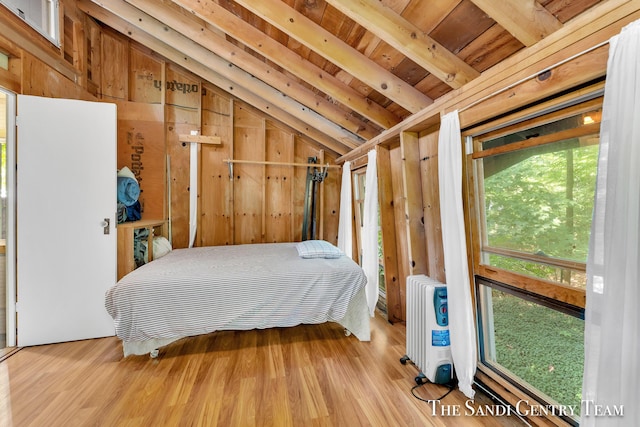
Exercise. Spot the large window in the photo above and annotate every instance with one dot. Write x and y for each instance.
(42, 15)
(533, 195)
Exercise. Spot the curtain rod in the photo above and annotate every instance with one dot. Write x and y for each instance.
(551, 67)
(264, 162)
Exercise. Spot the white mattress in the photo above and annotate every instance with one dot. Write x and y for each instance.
(200, 290)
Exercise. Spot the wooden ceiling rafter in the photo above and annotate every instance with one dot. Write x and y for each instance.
(527, 21)
(190, 27)
(272, 50)
(322, 42)
(113, 13)
(343, 72)
(408, 39)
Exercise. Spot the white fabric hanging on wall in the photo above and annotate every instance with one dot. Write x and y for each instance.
(345, 224)
(193, 192)
(461, 321)
(612, 318)
(369, 235)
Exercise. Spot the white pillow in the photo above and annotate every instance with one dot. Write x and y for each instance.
(318, 249)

------------

Return the lines beginning at the one that contains "Exercise. Spot the white pillow" and continuing through the last line of the data, exactly as they stand and without any others.

Exercise. Spot the white pillow in the photo above and annotate every instance with one dot. Write x and y for each instance.
(318, 249)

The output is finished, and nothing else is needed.